··· Document section
National Post

Can Maduro hang on?

PRESIDENT IN FIGHT FOR POLITICAL SURVIVAL AS VOTERS HEAD TO POLLS THIS WEEKEND

- REGINA GARCIA CANO in Caracas, Venezuela

The future of Venezuela is on the line. Voters will decide Sunday whether to re-elect President Nicolas Maduro, whose 11 years in office have been beset by crisis, or allow the opposition a chance to deliver on a promise to undo the ruling party’s policies that caused economic collapse and forced millions to emigrate.

Historical­ly fractured opposition parties have coalesced behind a single candidate, giving the United Socialist Party of Venezuela its most serious electoral challenge in a presidenti­al election in decades.

Maduro is being challenged by former diplomat Edmundo Gonzalez Urrutia, who represents the resurgent opposition, and eight other candidates. Supporters of Maduro and Gonzalez marked the end of the official campaign season Thursday with massive demonstrat­ions in the capital, Caracas.

Here’s an election primer.

MIGRATION IMPACT

The election will impact migration flows regardless of the winner.

The instabilit­y in Venezuela for the past decade has pushed more than 7.7 million people to migrate, which the UN’S refugee agency describes as the largest exodus in Latin America’s recent history. Most Venezuelan migrants have settled in Latin America and the Caribbean, but they are increasing­ly setting their sights on the U.S.

A nationwide poll conducted in April by the Venezuela-based research firm Delphos indicated that about a quarter of the people in Venezuela were thinking about emigrating if Maduro wins again. Of those, about 47 per cent said a win by the opposition would make them stay, but roughly the same amount indicated that an improved economy would keep them in their home country. The poll had a margin of error of plus or minus two percentage points.
······
## To do
1. Recast every line of the records below as a numbered list, omitting any blank lines.
2. Continue the article on Venezuela's presidential election, picking up after its final sentence.
The records have no connection to the article on Venezuela's election above.
··· Records for the task
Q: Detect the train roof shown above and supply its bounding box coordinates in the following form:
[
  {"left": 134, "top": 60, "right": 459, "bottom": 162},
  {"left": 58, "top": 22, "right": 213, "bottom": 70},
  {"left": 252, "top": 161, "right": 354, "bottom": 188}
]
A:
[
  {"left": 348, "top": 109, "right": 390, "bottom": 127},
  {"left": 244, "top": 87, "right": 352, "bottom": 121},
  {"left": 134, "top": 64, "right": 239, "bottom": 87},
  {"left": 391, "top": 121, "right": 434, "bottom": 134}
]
······
## Expected results
1.
1. Q: Detect the train roof shown above and supply its bounding box coordinates in the following form:
2. [
3.   {"left": 134, "top": 60, "right": 459, "bottom": 162},
4.   {"left": 58, "top": 22, "right": 213, "bottom": 70},
5.   {"left": 252, "top": 161, "right": 354, "bottom": 188}
6. ]
7. A:
8. [
9.   {"left": 348, "top": 109, "right": 390, "bottom": 127},
10.   {"left": 244, "top": 87, "right": 352, "bottom": 121},
11.   {"left": 134, "top": 64, "right": 239, "bottom": 87},
12.   {"left": 391, "top": 121, "right": 434, "bottom": 134}
13. ]

2.
MAIN OPPOSITION LEADER IS NOT ON THE BALLOT

The most talked-about name in the race is not on the ballot: Maria Corina Machado. The former lawmaker emerged as an opposition star in 2023, filling the void left when a previous generation of opposition leaders fled into exile. Her principled attacks on government corruption and mismanagem­ent rallied millions of Venezuelan­s to vote for her in the opposition’s October primary.

But Maduro’s government declared the primary illegal and opened criminal investigat­ions against some of its organizers. Since then, it has issued warrants for several of Machado’s supporters and arrested some members of her staff, and the country’s top court affirmed a decision to keep her off the ballot.

Yet, she kept on campaignin­g, holding rallies nationwide and turning the ban on her candidacy into a symbol of the loss of rights and humiliatio­ns that many voters have felt for over a decade.

She has thrown her support behind Edmundo Gonzalez Urrutia, a former ambassador who has never held public office, helping a fractious opposition unify.

They are campaignin­g together on the promise of economic reform that will lure back the millions of people who have migrated since Maduro became president in 2013.

WHY IS THE CURRENT PRESIDENT STRUGGLING?

Maduro’s popularity has dwindled due to an economic crisis caused by a drop in oil prices, corruption and government mismanagem­ent.

Maduro can still bank on a cadre of diehard believers, known as Chavistas, including millions of public employees and others whose businesses or employment depend on the state. But the ability of his party to use access to social programs to make people vote has diminished as the economy has frayed.

He is the heir to Hugo Chavez, a popular socialist who expanded Venezuela’s welfare state while locking horns with the United States.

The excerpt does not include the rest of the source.